Task statement: Please write out the coin and dice simulation text from "Example: Suppose we" to "set.seed(2)", word for word.

Extracted text:

▼

Example: Suppose we have a fair coin and we play a game. We flip the coin. We win $1 if the result is head and lose $1 if the result is tail. You play the game 100 times. You are interested in the cumulative profit.

set.seed(1) # R actually generates pseudo random numbers
# setting the seed ensure that each time you will get the same result
# for illustration, code debugging, reproducibility
profit <- sample(c(-1, 1), size = 100, replace = T)  
plot(cumsum(profit), type = "l")


set.seed(2) 
profit <- sample(c(-1, 1), size = 100, replace = T) 
plot(cumsum(profit), type = "l")

Example: You have two dice $A$ and $B$. For die $A$, there are $6$ sides with numbers $1,2,3,4,5,6$ and the corresponding probability of getting these values are $0.1,0.1,0.1,0.1,0.1,0.5$. For die $B$, there are $4$ sides with numbers $1,2,3,7$ and the corresponding probability of getting these values are $0.3,0.2,0.3,0.2$. You roll the two dice independently. Estimate $P(X > Y)$ using simulation, where $X$ is the result from die $A$ and $Y$ is the result from die $B$.

n <- 10000 # number of simulations
X <- sample(1:6, size = n, replace = TRUE, prob = c(0.1, 0.1, 0.1, 0.1, 0.1, 0.5))
Y <- sample(c(1, 2, 3, 7), size = n, replace = TRUE, prob = c(0.3, 0.2, 0.3, 0.2))
mean(X > Y)

▲

Given data:
▼

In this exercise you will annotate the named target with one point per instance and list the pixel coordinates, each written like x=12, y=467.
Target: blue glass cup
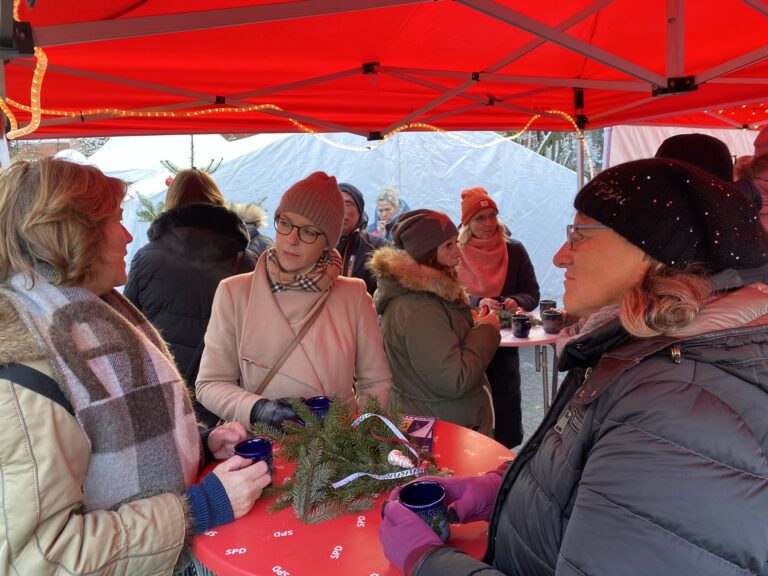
x=318, y=405
x=426, y=498
x=256, y=449
x=521, y=325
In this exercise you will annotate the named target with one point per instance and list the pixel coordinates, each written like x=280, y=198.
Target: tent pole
x=5, y=152
x=607, y=133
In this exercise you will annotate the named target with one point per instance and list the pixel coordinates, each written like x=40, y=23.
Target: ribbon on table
x=392, y=475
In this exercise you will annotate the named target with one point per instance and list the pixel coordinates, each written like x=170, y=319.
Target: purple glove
x=469, y=498
x=404, y=536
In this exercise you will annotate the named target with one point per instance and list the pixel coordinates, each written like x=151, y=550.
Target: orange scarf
x=483, y=269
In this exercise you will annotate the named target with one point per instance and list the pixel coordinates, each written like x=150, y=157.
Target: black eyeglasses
x=571, y=227
x=306, y=235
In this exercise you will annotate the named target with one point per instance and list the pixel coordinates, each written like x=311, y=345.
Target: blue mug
x=256, y=449
x=318, y=405
x=427, y=499
x=521, y=325
x=552, y=320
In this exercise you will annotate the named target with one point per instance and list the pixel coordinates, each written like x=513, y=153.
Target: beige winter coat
x=341, y=354
x=437, y=354
x=44, y=456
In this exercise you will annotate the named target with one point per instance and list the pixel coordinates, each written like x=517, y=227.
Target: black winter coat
x=652, y=460
x=520, y=283
x=172, y=279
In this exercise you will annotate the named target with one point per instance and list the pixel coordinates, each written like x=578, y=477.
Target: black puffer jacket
x=653, y=459
x=356, y=250
x=172, y=279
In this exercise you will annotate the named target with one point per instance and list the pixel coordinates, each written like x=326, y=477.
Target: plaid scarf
x=319, y=278
x=128, y=397
x=483, y=268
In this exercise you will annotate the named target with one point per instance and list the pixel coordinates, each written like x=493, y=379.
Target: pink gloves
x=406, y=538
x=470, y=498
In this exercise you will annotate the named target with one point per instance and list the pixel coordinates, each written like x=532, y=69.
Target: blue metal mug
x=256, y=449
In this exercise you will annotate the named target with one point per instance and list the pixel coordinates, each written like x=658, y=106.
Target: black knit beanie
x=706, y=152
x=678, y=214
x=357, y=196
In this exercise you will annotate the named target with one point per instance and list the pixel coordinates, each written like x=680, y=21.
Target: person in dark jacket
x=654, y=456
x=255, y=218
x=389, y=207
x=497, y=272
x=173, y=278
x=436, y=350
x=356, y=244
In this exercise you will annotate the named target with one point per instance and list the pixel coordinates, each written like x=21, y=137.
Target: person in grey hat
x=356, y=244
x=438, y=353
x=653, y=458
x=295, y=291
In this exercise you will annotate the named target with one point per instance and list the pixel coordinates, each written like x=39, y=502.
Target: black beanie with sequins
x=677, y=214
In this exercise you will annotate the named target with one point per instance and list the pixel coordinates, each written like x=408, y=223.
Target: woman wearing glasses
x=293, y=327
x=654, y=456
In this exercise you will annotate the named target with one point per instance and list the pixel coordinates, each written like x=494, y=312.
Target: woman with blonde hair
x=498, y=274
x=437, y=352
x=654, y=456
x=100, y=446
x=389, y=207
x=190, y=186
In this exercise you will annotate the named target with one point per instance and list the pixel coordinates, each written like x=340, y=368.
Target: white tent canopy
x=636, y=142
x=430, y=170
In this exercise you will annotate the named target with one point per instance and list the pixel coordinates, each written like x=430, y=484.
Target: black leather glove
x=273, y=412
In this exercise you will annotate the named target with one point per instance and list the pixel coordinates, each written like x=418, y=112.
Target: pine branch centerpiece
x=328, y=451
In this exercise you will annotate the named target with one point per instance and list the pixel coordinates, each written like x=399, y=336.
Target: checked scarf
x=128, y=397
x=317, y=279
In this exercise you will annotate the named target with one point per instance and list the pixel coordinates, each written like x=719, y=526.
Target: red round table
x=269, y=544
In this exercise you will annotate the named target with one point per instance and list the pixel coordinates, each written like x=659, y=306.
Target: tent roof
x=372, y=66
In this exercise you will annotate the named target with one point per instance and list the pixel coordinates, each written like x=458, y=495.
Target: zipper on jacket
x=564, y=420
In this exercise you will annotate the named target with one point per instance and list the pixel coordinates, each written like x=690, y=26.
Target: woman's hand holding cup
x=491, y=303
x=243, y=482
x=222, y=439
x=487, y=316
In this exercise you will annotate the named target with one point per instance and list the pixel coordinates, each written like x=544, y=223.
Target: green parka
x=437, y=354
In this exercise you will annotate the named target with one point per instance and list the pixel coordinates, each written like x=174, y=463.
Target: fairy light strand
x=34, y=97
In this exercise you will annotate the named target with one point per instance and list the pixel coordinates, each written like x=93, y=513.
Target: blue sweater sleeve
x=209, y=504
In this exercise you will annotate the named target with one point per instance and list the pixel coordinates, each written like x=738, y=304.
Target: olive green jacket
x=436, y=352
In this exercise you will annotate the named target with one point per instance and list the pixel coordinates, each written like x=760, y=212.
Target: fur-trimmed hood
x=398, y=273
x=202, y=232
x=250, y=213
x=218, y=219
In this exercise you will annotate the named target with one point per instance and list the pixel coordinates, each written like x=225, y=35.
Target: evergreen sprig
x=327, y=451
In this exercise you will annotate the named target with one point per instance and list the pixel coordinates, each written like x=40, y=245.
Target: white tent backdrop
x=430, y=170
x=636, y=142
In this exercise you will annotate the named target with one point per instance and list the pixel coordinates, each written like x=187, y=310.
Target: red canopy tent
x=373, y=66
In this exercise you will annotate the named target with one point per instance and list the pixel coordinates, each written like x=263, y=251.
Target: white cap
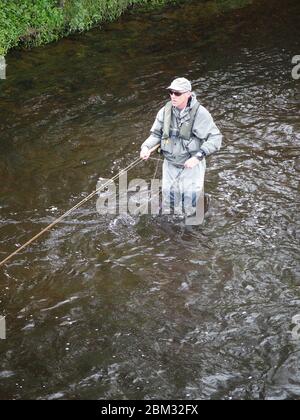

▲

Task response:
Example: Suppose we have a fair coin and we play a game. We flip the coin. We win $1 if the result is head and lose $1 if the result is tail. You play the game 100 times. You are interested in the cumulative profit.

set.seed(1) # R actually generates pseudo random numbers
# setting the seed ensure that each time you will get the same result
# for illustration, code debugging, reproducibility
profit <- sample(c(-1, 1), size = 100, replace = T)  
plot(cumsum(profit), type = "l")


set.seed(2)